Directions for this task —
How many lines in the data below contain the string "target", with case counting? Give only the number.

##### Material for this exercise

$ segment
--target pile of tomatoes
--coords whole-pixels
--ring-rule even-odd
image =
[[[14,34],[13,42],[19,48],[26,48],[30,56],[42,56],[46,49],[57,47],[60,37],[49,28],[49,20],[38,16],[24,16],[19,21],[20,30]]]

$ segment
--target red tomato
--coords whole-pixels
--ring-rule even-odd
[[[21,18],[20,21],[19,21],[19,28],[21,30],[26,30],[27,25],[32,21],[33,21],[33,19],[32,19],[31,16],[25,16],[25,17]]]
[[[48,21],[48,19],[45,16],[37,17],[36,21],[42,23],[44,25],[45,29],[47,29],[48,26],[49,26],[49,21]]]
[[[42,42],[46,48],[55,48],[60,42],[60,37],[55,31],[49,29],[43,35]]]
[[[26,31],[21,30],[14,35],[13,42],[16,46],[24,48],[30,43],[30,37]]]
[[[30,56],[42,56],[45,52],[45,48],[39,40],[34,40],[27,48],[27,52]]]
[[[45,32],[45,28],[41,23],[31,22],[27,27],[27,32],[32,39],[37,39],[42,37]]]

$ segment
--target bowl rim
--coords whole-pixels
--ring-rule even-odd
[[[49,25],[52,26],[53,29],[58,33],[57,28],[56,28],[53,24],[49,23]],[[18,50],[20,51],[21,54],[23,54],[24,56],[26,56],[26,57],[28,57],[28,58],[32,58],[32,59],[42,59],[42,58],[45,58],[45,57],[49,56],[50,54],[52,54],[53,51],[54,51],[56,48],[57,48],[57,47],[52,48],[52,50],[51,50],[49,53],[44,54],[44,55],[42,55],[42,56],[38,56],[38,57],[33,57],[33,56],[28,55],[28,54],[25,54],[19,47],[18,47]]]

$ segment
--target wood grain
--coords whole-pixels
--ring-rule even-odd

##########

Full response —
4